PASSAGE PROVIDED:
For the sake of this issue apollo-server-express is irrelevant. I am hosting as mentioned from vaunus in the other topic. Due to this issue with serverless-offline and file uploads we are using the self hosted version for local dev

UmerMIB commented 2 years ago

I can confirm the following setup does not work in serverless offline but works once deployed to AWS. Related to multipart uploads

"apollo-server": "^3.1.2",
"apollo-server-express": "^3.1.2",
"apollo-server-lambda": "^3.1.2",
"graphql-upload": "^12.0.0",
"serverless-offline": "^8.0.0",
provider:
  name: aws
  runtime: nodejs14.x
  apiGateway:
    binaryMediaTypes:
      - '*/*'
plugins:
  - serverless-offline
  - serverless-webpack

Thank you so much bro it works for me, I was stuck in this issue for couple of WEEKS

kirankjolly commented 2 years ago

I can confirm the following setup does not work in serverless offline but works once deployed to AWS. Related to multipart uploads

"apollo-server": "^3.1.2",
"apollo-server-express": "^3.1.2",
"apollo-server-lambda": "^3.1.2",
"graphql-upload": "^12.0.0",
"serverless-offline": "^8.0.0",
provider:
  name: aws
  runtime: nodejs14.x
  apiGateway:
    binaryMediaTypes:
      - '*/*'
plugins:
  - serverless-offline
  - serverless-webpack

Are you sure there will no way to work in serverless offline. Might be I am also having same issue https://stackoverflow.com/questions/69810751/image-file-is-not-viewing-uploaded-by-s3

mateo2181 commented 2 years ago

@UmerMIB can you share your handler to run Graphql with AWS Lambda? I'm using apollo-server-lambda and it's working but I couldn't run the mutation to save images in S3 correctly. I have that config with apiGateway in serverless.yml too.

UmerMIB commented 2 years ago

@UmerMIB can you share your handler to run Graphql with AWS Lambda? I'm using apollo-server-lambda and it's working but I couldn't run the mutation to save images in S3 correctly. I have that config with apiGateway in serverless.yml too.

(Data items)
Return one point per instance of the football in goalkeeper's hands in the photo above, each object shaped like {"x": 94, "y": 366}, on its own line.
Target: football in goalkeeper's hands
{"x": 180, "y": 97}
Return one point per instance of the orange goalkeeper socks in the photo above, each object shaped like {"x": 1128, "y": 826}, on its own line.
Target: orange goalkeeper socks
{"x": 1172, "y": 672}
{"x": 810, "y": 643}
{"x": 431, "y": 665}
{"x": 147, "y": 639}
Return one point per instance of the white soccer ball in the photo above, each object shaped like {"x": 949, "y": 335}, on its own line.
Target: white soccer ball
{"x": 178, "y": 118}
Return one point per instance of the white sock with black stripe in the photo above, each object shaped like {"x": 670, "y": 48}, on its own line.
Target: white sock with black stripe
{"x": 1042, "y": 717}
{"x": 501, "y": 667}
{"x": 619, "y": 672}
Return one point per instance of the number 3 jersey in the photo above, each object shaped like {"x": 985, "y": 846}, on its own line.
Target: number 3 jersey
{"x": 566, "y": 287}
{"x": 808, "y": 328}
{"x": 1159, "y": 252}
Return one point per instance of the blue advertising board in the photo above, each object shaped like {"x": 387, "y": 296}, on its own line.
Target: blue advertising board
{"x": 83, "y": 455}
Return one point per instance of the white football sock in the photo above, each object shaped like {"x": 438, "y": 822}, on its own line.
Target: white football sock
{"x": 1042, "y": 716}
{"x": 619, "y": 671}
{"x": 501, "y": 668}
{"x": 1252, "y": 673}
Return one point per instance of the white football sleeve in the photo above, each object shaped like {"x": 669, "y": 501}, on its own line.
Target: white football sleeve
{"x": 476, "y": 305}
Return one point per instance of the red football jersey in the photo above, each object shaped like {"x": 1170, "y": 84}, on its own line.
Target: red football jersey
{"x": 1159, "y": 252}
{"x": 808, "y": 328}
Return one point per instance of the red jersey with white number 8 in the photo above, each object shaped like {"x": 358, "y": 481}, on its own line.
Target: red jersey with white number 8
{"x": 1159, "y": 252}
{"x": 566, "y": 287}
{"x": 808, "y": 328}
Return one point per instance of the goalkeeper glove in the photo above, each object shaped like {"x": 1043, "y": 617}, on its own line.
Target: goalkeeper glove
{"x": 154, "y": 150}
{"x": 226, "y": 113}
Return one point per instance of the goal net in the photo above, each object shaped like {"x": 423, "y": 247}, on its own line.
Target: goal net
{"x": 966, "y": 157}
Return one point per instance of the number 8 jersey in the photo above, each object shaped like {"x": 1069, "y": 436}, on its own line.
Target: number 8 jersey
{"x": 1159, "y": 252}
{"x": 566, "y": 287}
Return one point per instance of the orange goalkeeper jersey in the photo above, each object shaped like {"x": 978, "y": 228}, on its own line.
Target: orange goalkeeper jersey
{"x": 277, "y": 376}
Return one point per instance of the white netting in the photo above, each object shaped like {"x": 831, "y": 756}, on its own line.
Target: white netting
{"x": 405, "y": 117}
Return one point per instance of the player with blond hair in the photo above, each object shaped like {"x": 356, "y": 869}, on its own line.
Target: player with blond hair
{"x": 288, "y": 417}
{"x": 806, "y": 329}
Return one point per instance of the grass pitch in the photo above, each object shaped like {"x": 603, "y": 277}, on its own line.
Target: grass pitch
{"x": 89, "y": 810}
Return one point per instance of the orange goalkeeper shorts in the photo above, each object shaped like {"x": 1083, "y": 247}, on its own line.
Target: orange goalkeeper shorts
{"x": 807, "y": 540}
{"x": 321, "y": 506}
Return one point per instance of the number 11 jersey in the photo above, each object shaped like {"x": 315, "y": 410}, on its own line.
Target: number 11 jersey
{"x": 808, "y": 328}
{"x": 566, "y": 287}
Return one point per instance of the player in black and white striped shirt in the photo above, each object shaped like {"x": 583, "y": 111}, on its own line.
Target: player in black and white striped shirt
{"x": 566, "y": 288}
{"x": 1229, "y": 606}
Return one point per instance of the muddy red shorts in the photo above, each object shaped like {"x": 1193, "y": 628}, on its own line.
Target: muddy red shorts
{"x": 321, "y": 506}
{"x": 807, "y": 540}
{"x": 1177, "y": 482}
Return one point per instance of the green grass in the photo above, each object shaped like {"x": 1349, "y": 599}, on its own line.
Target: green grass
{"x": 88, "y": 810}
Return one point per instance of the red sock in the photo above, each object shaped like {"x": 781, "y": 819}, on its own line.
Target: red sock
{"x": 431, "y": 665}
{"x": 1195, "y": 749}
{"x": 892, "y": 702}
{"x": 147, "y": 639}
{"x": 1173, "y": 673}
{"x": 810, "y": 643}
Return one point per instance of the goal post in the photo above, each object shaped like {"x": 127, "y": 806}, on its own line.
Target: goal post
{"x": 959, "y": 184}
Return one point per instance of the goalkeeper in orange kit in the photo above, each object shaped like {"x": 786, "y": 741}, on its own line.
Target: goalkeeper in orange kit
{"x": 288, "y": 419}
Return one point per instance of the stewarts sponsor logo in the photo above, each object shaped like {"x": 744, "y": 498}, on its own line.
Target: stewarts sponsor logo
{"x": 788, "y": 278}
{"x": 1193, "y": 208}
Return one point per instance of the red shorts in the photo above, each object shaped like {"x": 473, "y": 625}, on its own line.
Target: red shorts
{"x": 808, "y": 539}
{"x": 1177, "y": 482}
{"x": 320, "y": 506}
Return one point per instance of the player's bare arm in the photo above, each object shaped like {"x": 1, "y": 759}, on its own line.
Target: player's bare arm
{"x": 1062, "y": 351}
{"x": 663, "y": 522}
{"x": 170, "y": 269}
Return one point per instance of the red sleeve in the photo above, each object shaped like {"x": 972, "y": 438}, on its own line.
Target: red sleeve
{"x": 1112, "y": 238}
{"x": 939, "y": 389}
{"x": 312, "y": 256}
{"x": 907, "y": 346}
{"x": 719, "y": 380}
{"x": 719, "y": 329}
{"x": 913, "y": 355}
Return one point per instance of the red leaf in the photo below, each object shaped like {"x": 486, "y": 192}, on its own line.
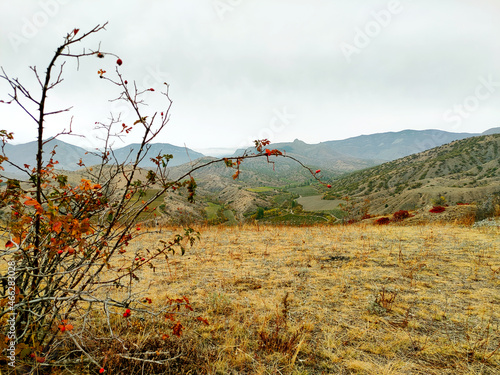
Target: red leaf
{"x": 31, "y": 202}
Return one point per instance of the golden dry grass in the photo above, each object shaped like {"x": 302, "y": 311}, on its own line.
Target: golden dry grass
{"x": 337, "y": 299}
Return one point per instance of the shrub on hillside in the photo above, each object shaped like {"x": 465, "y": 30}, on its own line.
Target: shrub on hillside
{"x": 437, "y": 209}
{"x": 383, "y": 221}
{"x": 401, "y": 215}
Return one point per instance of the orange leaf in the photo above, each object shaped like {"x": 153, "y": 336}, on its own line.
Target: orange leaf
{"x": 56, "y": 227}
{"x": 31, "y": 202}
{"x": 203, "y": 320}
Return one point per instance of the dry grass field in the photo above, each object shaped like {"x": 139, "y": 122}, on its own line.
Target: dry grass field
{"x": 323, "y": 300}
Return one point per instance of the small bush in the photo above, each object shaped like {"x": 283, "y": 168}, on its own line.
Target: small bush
{"x": 382, "y": 221}
{"x": 401, "y": 215}
{"x": 437, "y": 209}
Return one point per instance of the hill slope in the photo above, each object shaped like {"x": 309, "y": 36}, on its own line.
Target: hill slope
{"x": 69, "y": 155}
{"x": 462, "y": 171}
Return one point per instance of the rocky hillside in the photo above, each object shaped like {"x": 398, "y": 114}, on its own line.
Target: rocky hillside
{"x": 466, "y": 171}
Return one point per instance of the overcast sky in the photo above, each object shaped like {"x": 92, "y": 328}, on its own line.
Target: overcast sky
{"x": 239, "y": 70}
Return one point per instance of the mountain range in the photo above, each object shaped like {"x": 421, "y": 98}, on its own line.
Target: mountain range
{"x": 337, "y": 156}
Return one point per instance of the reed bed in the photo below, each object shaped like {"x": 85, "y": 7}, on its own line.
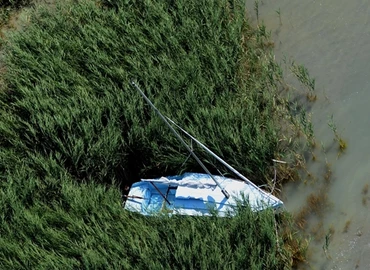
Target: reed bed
{"x": 73, "y": 132}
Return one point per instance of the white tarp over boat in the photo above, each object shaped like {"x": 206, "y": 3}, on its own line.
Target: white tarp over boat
{"x": 195, "y": 194}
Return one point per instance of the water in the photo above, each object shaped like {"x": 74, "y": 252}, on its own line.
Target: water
{"x": 332, "y": 39}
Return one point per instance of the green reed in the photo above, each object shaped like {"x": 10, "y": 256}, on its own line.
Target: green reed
{"x": 73, "y": 132}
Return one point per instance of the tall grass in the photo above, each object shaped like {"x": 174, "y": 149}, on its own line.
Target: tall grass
{"x": 68, "y": 95}
{"x": 73, "y": 130}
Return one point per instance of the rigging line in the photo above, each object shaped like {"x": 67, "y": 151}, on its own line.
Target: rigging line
{"x": 227, "y": 195}
{"x": 220, "y": 159}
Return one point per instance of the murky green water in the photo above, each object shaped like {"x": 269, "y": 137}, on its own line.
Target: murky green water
{"x": 332, "y": 39}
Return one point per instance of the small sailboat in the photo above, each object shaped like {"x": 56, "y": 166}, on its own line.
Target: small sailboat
{"x": 195, "y": 193}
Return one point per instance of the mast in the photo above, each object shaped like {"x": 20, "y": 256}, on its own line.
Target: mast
{"x": 227, "y": 195}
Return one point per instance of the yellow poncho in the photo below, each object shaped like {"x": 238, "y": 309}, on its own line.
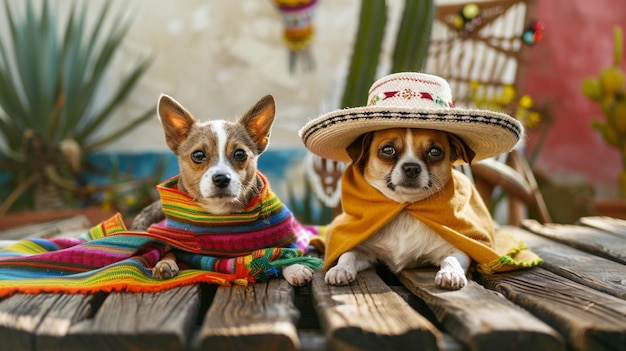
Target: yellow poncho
{"x": 457, "y": 214}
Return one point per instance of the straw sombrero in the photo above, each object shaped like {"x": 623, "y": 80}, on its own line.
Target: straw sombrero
{"x": 411, "y": 100}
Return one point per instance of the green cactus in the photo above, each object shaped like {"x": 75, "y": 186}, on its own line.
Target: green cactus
{"x": 410, "y": 50}
{"x": 608, "y": 90}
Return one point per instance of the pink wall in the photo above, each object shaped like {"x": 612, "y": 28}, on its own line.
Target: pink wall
{"x": 577, "y": 42}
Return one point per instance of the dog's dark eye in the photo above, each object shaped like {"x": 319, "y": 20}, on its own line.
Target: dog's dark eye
{"x": 435, "y": 154}
{"x": 240, "y": 155}
{"x": 388, "y": 151}
{"x": 198, "y": 156}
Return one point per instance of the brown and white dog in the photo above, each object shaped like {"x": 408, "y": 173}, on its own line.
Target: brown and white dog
{"x": 406, "y": 165}
{"x": 218, "y": 168}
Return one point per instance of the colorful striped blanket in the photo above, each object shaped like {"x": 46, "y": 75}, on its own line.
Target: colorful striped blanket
{"x": 110, "y": 258}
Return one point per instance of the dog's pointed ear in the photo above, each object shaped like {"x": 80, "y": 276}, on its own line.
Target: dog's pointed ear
{"x": 176, "y": 121}
{"x": 460, "y": 150}
{"x": 258, "y": 121}
{"x": 358, "y": 148}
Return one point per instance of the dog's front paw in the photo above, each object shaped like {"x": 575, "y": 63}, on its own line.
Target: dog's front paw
{"x": 165, "y": 269}
{"x": 340, "y": 275}
{"x": 297, "y": 274}
{"x": 451, "y": 276}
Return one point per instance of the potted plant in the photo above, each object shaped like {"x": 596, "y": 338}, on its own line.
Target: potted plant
{"x": 52, "y": 110}
{"x": 607, "y": 89}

WORK INSTRUCTIONS: Summarize the forum thread in two sentences. The records were taken from a different source than the forum thread.

COMPLETED EXERCISE: Commenters report that a setup using apollo-server, apollo-server-lambda, graphql-upload, and serverless-offline, with binaryMediaTypes set to '*/*', fails for multipart uploads in serverless offline but works once deployed to AWS, so one commenter's team uses a self-hosted version for local development. Another commenter asks whether there is really no way to make it work offline, and a third asks for the handler used to run GraphQL with AWS Lambda because their mutation to save images in S3 does not run correctly.